▸ **SELECTED EXTRACT**

- - - -

Again a reference to Othello as a black. Othello, noble, powerful, accomplished, high in all men's regard, would be a good match for the girl but for his skin color. Yet it is interesting that Brabantio makes no mention of religion. Nor is the matter of religion mentioned anywhere in the play.

And yet if we take Othello seriously and don't dismiss it as simply a romance in which we need not peer too closely at the details, we must suppose that Othello was born a Mohammedan. It is inconceivable that the Venetians would trust a Mohammedan to lead their armed forces against the Mohammedan Turks; we must therefore further assume that Othello was a converted Christian.

 
… the general enemy Ottoman
 

For a while it seems that fighting will break out, but Othello preserves a magnificent calm and, in any case, Brabantio too has been summoned to the Signiory.

In the council chamber, the Signiory is gravely considering the news that a Turkish fleet is at sea, with its destination uncertain. Calmly, they weigh what evidence they have and decide the Turks are aiming for Cyprus.

When Othello enters, the Duke says:

 
Valiant Othello, we must straight [immediately] employ you
Against the general enemy Ottoman.
 

—Act I, scene iii, lines 48-49

There have been numerous tribes of Turks who have made their mark in history, and those against whom the Crusaders fought in the twelfth century were the Seljuk Turks.

Two centuries later a group of Turks under Osman I (or Othman, in Arabic) began to win successes. The particular Turks under this ruler and under his successors were called Osmanli Turks or, more commonly, though incorrectly, Ottoman Turks. It was under the Ottoman rule that Turkish power reached its heights.

Under Orkhan I, the son of Osman I, all of Asia Minor was taken, and in 1345 Orkhan took advantage of a civil war among the Byzantines to cross over the Dardanelles. Thus the Turk entered Europe, never to leave.

- - - -

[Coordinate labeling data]
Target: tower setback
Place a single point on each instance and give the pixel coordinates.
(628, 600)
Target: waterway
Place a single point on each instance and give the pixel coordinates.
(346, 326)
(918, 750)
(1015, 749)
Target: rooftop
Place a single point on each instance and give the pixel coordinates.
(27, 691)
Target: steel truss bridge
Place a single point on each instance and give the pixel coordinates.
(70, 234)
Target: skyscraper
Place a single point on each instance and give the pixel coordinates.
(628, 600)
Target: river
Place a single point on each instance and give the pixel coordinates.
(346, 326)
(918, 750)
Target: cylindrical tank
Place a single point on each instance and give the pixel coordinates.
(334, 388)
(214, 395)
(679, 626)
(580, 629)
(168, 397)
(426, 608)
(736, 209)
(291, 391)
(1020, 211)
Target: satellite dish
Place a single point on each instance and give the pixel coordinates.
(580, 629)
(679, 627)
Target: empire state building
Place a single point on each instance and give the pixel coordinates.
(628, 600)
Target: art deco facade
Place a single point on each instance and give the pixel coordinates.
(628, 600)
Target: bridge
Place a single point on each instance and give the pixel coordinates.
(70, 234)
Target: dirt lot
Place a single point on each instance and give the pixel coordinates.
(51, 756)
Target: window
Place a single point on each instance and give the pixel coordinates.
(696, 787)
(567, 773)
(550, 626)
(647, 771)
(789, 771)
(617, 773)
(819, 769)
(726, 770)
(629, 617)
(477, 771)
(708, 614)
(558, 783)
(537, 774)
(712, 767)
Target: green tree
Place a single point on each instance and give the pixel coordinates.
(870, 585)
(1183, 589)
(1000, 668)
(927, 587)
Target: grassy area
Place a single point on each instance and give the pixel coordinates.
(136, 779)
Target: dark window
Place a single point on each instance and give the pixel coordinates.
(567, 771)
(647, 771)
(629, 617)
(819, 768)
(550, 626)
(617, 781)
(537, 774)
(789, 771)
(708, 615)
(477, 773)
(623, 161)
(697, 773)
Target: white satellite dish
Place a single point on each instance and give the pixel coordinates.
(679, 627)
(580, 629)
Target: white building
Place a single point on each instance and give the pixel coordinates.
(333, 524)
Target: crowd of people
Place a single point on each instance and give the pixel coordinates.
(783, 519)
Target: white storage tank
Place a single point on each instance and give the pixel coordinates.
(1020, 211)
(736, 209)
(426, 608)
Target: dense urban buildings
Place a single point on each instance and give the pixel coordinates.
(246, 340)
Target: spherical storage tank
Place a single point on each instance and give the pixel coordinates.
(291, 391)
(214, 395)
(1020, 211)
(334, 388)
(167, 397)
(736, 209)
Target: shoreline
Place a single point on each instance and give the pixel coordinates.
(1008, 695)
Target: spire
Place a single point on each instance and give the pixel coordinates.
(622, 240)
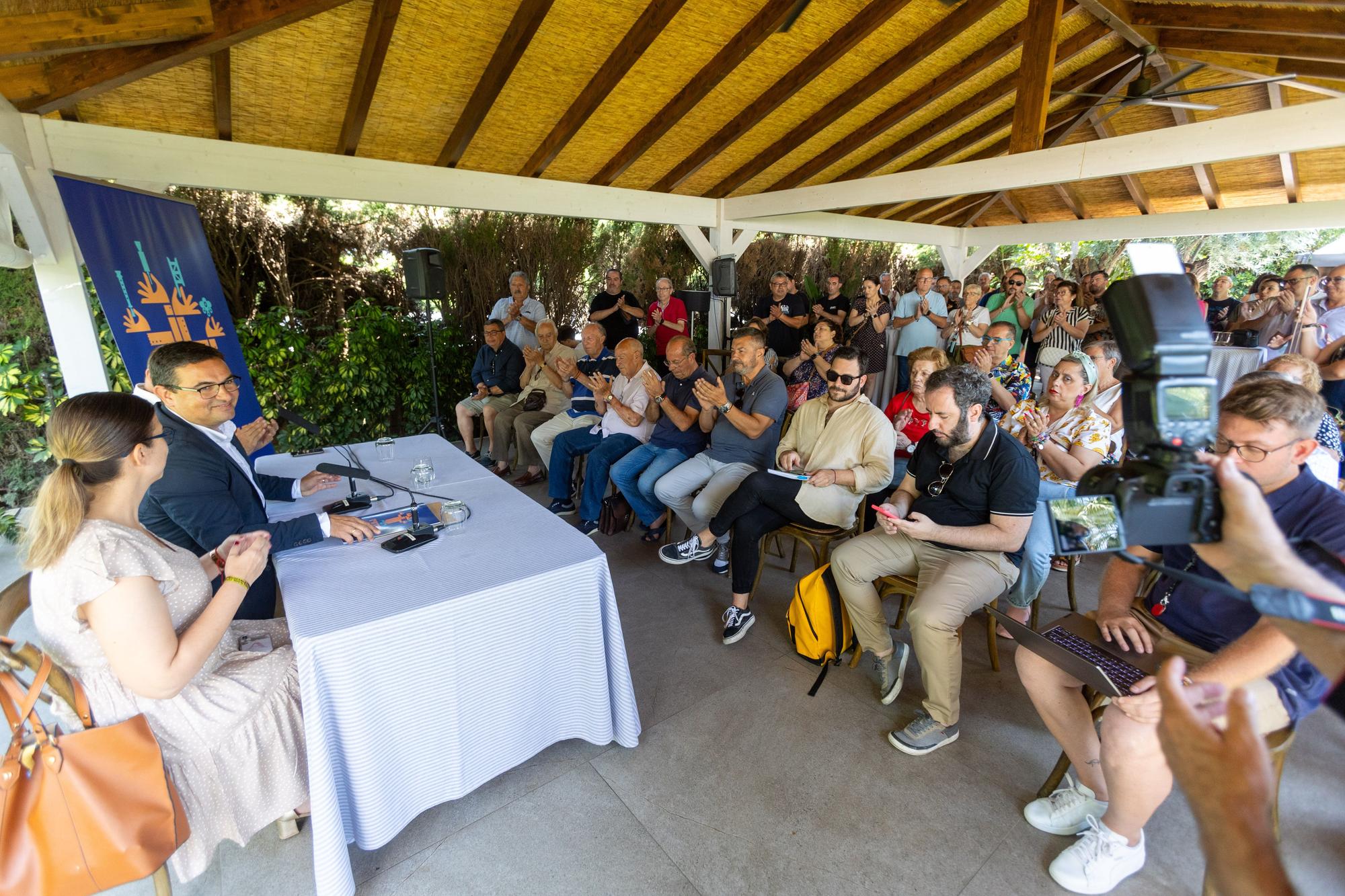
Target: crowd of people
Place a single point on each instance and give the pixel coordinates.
(1004, 401)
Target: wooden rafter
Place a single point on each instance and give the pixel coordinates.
(104, 28)
(224, 95)
(629, 52)
(77, 77)
(793, 80)
(730, 57)
(520, 33)
(383, 22)
(1035, 76)
(890, 71)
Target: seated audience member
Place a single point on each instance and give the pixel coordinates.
(957, 522)
(1011, 381)
(541, 377)
(209, 487)
(845, 447)
(668, 319)
(677, 438)
(623, 428)
(1069, 438)
(598, 362)
(496, 374)
(743, 415)
(1122, 775)
(805, 374)
(966, 325)
(135, 620)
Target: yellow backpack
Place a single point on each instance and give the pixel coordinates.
(818, 622)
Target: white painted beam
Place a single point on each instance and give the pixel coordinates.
(1303, 216)
(1260, 134)
(123, 154)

- - - -

▸ **DIRECTIVES**
1. Name every geographic place mentioned in the commentary on Othello and the Ottoman Turks.
2. Write a continuation of the commentary on Othello and the Ottoman Turks, beginning after its final sentence.

▸ **EXPECTED RESPONSES**
1. Cyprus, Asia Minor, the Dardanelles, Europe

2.
In 1453 the Ottoman Turks took Constantinople and by Shakespeare's time they ruled a vast empire covering western Asia, northern Africa, and southeastern Europe. It had passed its peak at the time Othello was written but so slightly that the decline was not yet visible, and it still seemed (and was) the most powerful state in Europe.

 
The Anthropophagi …
 

It is only after speaking to Othello that the Duke notices Brabantio, who instantly pours forth his tale of anger and woe, accusing the Moor once again of having used enchantment.

Othello offers to send for Desdemona so that she might bear witness herself and meanwhile gives his own account. He has often been a guest at Brabantio's house, he says, and at his host's request would tell of his adventurous life and the strange things he has seen:

 
.. .of the Cannibals that each other eat,
The Anthropophagi, and men whose heads
Grew beneath their shoulders.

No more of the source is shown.